**The task:**
Down to the final line, print each entry exactly.

**Supplied data:**

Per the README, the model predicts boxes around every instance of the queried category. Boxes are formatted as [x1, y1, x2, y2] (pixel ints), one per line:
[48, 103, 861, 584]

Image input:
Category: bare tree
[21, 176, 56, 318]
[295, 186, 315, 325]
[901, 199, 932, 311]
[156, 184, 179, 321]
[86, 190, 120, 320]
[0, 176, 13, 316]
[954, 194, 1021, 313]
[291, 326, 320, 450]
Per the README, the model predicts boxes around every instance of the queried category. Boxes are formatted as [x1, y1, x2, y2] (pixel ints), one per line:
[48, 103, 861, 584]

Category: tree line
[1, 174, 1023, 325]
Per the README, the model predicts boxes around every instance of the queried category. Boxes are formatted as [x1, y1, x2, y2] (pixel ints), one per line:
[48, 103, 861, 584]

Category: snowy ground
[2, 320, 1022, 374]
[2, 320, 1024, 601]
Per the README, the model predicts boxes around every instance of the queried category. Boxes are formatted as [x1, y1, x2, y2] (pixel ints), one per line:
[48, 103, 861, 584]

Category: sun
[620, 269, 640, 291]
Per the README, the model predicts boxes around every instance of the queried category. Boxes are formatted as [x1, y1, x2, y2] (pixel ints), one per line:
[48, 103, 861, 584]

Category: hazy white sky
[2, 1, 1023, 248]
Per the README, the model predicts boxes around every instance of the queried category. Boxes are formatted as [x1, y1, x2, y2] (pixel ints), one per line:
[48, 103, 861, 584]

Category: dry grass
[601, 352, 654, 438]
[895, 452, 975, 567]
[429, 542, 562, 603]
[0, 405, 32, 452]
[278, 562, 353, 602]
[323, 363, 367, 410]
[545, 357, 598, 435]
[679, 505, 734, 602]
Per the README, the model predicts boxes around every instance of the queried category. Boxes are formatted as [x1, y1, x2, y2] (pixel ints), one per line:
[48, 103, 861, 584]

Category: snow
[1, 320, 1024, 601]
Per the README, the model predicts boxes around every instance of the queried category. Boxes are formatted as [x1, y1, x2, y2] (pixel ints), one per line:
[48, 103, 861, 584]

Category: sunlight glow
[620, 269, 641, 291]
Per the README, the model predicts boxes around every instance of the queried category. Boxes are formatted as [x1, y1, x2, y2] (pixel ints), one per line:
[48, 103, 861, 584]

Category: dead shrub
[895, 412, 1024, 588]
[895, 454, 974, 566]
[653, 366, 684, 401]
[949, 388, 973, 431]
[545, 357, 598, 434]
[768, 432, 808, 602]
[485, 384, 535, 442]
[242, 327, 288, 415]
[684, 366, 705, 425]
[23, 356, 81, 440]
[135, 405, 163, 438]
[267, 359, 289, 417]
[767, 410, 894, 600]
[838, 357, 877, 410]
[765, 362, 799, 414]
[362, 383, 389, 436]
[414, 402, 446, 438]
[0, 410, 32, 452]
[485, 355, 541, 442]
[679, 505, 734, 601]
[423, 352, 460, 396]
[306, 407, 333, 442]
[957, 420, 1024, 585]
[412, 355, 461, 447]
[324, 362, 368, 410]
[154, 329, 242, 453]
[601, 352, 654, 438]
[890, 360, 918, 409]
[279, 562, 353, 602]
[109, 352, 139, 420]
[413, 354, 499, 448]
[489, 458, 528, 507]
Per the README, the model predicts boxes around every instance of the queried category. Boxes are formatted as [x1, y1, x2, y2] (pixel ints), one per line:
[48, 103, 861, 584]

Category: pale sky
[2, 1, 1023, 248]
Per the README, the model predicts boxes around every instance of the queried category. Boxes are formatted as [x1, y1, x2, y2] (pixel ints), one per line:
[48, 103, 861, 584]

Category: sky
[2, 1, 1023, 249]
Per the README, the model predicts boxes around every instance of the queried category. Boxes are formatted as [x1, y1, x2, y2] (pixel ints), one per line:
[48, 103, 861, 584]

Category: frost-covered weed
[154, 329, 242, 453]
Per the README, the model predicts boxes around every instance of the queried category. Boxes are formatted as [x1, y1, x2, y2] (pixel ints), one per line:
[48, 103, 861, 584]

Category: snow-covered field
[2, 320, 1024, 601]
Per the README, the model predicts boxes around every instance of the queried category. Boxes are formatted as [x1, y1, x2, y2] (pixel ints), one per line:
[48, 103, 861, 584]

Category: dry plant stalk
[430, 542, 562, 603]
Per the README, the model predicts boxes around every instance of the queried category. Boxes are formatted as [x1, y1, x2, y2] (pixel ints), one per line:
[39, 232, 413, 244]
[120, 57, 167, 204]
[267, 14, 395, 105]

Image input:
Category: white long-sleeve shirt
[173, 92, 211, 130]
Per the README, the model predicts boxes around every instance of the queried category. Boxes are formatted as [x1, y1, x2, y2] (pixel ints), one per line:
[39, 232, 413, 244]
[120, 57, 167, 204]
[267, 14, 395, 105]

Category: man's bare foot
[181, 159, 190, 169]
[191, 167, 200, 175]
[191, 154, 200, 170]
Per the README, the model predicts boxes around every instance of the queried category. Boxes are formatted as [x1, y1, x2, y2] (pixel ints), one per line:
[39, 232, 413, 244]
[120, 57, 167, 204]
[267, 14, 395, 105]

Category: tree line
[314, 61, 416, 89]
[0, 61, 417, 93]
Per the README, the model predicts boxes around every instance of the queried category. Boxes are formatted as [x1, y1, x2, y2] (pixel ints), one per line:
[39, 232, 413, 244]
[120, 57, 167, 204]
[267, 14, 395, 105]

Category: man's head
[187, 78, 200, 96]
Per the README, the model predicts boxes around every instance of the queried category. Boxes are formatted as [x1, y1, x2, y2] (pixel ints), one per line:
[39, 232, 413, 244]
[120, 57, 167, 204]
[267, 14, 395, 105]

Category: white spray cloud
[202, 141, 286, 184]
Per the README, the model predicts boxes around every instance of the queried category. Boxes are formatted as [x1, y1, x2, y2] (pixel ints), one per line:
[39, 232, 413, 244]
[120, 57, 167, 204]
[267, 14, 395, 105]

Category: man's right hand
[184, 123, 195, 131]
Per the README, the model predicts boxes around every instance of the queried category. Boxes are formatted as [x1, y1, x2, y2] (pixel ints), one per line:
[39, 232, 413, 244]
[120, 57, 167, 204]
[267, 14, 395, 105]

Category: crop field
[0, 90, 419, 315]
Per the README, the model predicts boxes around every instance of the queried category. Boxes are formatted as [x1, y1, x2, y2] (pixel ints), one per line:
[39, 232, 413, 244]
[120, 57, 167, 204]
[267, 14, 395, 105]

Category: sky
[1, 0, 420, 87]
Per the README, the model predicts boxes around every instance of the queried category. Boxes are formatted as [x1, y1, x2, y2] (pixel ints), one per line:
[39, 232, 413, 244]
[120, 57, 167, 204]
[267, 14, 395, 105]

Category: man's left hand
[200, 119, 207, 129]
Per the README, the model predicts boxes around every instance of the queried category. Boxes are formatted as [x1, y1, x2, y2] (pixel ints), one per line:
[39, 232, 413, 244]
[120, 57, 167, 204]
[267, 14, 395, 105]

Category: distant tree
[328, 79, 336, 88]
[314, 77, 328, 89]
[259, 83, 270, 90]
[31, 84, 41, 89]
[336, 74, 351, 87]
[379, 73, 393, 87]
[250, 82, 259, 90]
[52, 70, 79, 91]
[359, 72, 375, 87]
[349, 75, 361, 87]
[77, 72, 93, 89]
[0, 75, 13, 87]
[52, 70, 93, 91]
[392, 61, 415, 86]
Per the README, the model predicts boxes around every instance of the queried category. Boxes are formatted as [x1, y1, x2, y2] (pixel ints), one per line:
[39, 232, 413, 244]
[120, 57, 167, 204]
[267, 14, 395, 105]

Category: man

**Answer section:**
Per the README, the model predicts boxes around every instance of the queried category. Boxes are formatted as [x1, y1, x2, y2] (pixel ints), one per line:
[48, 103, 861, 584]

Image input:
Category: bare tree
[21, 176, 56, 318]
[295, 186, 315, 325]
[901, 199, 932, 311]
[156, 184, 179, 321]
[86, 190, 120, 320]
[0, 176, 13, 316]
[954, 194, 1021, 313]
[291, 326, 320, 450]
Per the README, the model predicts boxes around every instance of the queried category. Boxes are formatted as [x1, y1, x2, y2] (pixel ints), one per line:
[48, 103, 861, 584]

Category: tree line
[1, 174, 1023, 325]
Per the README, the model predicts boxes around every instance of the queried category. Boxes are formatted as [x1, y1, x2, y2] (pixel ints), one per line:
[48, 103, 861, 584]

Category: snowy ground
[2, 320, 1022, 374]
[2, 320, 1024, 601]
Per the README, the model predicts boxes around every instance of the queried category. Boxes are formatted as [x1, y1, x2, y2] (pixel ints), one per line:
[48, 103, 861, 584]

Category: sun
[620, 269, 640, 291]
Per the README, the model predicts boxes around every instance of the queried category. Boxes are formatted as [x1, y1, x2, y2] (pixel ints), one per line:
[48, 103, 861, 584]

Category: hazy white sky
[2, 1, 1023, 248]
Per the README, the model predicts boxes around every instance of the queried category. Boxes are formatted as [x1, y1, x2, y2] (pixel ints), one per line:
[48, 103, 861, 584]

Category: dry grass
[601, 352, 654, 438]
[895, 452, 975, 567]
[429, 542, 562, 603]
[0, 405, 32, 452]
[278, 562, 353, 602]
[323, 363, 367, 410]
[545, 357, 598, 435]
[679, 505, 734, 602]
Per the README, the model predicts boxes around every instance of the queried category. Boxes are formatted as [x1, y1, x2, y2] (pixel ints), one per line:
[48, 103, 861, 584]

Category: snow
[1, 320, 1024, 601]
Per the README, the model predicts boxes around every instance of the queried category. Boxes are formatted as [x1, y1, x2, y2] (pixel ints), one per line:
[48, 103, 861, 584]

Category: sunlight glow
[620, 269, 641, 291]
Per the README, the model predicts boxes around every instance of the queried category. Boxes are formatted as [x1, y1, x2, y2] (pixel ints), one per line:
[48, 103, 861, 584]

Category: dead shrub
[895, 412, 1024, 588]
[895, 454, 974, 566]
[653, 366, 684, 401]
[949, 388, 973, 431]
[545, 357, 598, 434]
[768, 432, 808, 602]
[485, 384, 535, 442]
[242, 327, 288, 415]
[684, 366, 705, 425]
[23, 356, 81, 440]
[135, 405, 163, 438]
[267, 359, 289, 417]
[767, 410, 894, 600]
[838, 357, 877, 410]
[765, 362, 799, 414]
[362, 383, 389, 436]
[414, 402, 446, 438]
[0, 410, 32, 452]
[485, 355, 541, 442]
[679, 505, 734, 601]
[423, 352, 460, 396]
[306, 407, 333, 442]
[957, 420, 1024, 585]
[412, 355, 461, 447]
[324, 362, 368, 410]
[154, 329, 242, 453]
[601, 352, 654, 438]
[890, 360, 918, 409]
[279, 562, 353, 602]
[109, 352, 139, 420]
[413, 354, 499, 448]
[489, 458, 528, 507]
Per the README, the model predicts boxes around every instance of the queried category. Boxes are formatted as [x1, y1, x2, y2] (pixel ints), one per line:
[48, 103, 861, 584]

Category: pale sky
[2, 1, 1023, 248]
Per the README, the model predicts boxes around every instance of the queried category. Boxes are formatted as [x1, y1, x2, y2] (pixel ints), one per line:
[48, 103, 861, 584]

Category: sky
[2, 1, 1023, 249]
Per the README, the model predicts boxes around every instance of the queried category. Boxes are formatted as [x1, y1, x2, y2] (pixel ints), one per line:
[48, 103, 861, 584]

Category: frost-covered weed
[154, 329, 242, 453]
Per the README, the model predicts boxes around every instance of the queried category. Boxes are formatted as [x1, y1, x2, y2] (pixel ints), one per line:
[48, 103, 861, 584]

Category: snow-covered field
[2, 320, 1024, 601]
Per the README, the model predicts boxes around every instance of the queried category. Boxes are formatted as [x1, y1, x2, y2] (pixel ints), one per line:
[48, 103, 861, 584]

Category: dry plant stalk
[430, 542, 562, 603]
Per the README, the model predicts boxes around every instance of the queried category. Boxes are formatted as [x1, y1, x2, y2] (pixel ints), one per line:
[39, 232, 413, 244]
[120, 57, 167, 204]
[267, 14, 395, 105]

Image input:
Category: white long-sleeve shirt
[173, 92, 211, 130]
Per the README, the model predicts boxes around every instance of the queried category. Boxes are formatted as [x1, y1, x2, y2] (pixel ints), one per line:
[39, 232, 413, 244]
[120, 57, 167, 204]
[267, 14, 395, 105]

Category: man's bare foot
[181, 159, 190, 169]
[191, 167, 200, 175]
[191, 154, 200, 170]
Per the README, the model predicts boxes around every instance of the queried category. Boxes are formatted as [x1, y1, x2, y2] (pixel ints), one per line:
[39, 232, 413, 244]
[120, 57, 167, 204]
[267, 14, 395, 105]

Category: tree line
[314, 61, 416, 89]
[0, 61, 417, 93]
Per the README, the model predicts boxes around every instance of the queried category. Boxes are formatted as [x1, y1, x2, y2] (pixel ints), one per line:
[39, 232, 413, 244]
[120, 57, 167, 204]
[267, 14, 395, 105]

Category: man's head
[187, 78, 200, 96]
Per the README, the model predicts boxes around every instance of the queried category. Boxes are formatted as [x1, y1, x2, y2] (pixel ints), one per line:
[39, 232, 413, 244]
[120, 57, 167, 204]
[267, 14, 395, 105]

Category: white spray cloud
[202, 141, 286, 184]
Per the README, the model predicts boxes around every instance of the queried category. Boxes are formatted as [x1, y1, x2, y2] (pixel ints), one per line:
[39, 232, 413, 244]
[120, 57, 167, 204]
[267, 14, 395, 105]

Category: man's right hand
[184, 123, 195, 131]
Per the README, the model predicts boxes around every instance of the queried category. Boxes are formatted as [x1, y1, x2, y2] (pixel ints), one per line:
[39, 232, 413, 244]
[120, 57, 167, 204]
[267, 14, 395, 105]

Category: crop field
[0, 90, 419, 315]
Per the README, the model predicts boxes around every instance of the queried category. Boxes are formatted as [x1, y1, x2, y2] (pixel ints), one per line:
[39, 232, 413, 244]
[120, 57, 167, 204]
[267, 14, 395, 105]

Category: sky
[1, 0, 420, 87]
Per the README, the model predicts boxes around every instance of the queried category. Boxes are formatted as [x1, y1, x2, y2] (pixel ints), one per line:
[39, 232, 413, 244]
[120, 57, 167, 204]
[267, 14, 395, 105]

Category: man's left hand
[200, 119, 207, 129]
Per the README, the model predicts boxes around every instance of the queried category. Boxes are formatted as [x1, y1, x2, y2] (pixel ints), one per line:
[39, 232, 413, 244]
[120, 57, 167, 204]
[267, 14, 395, 105]

Category: distant tree
[328, 79, 336, 88]
[314, 77, 328, 89]
[259, 83, 270, 90]
[31, 84, 41, 89]
[336, 74, 351, 87]
[379, 73, 393, 87]
[250, 82, 259, 90]
[52, 70, 79, 91]
[359, 72, 375, 87]
[349, 75, 361, 87]
[77, 72, 93, 89]
[0, 75, 13, 87]
[52, 70, 93, 91]
[392, 61, 415, 86]
Per the README, the model predicts boxes around every instance of the queried category. Boxes are formatted as [x1, y1, x2, y2] (pixel ints), one per line:
[39, 232, 413, 244]
[120, 57, 167, 204]
[267, 14, 395, 105]

Category: man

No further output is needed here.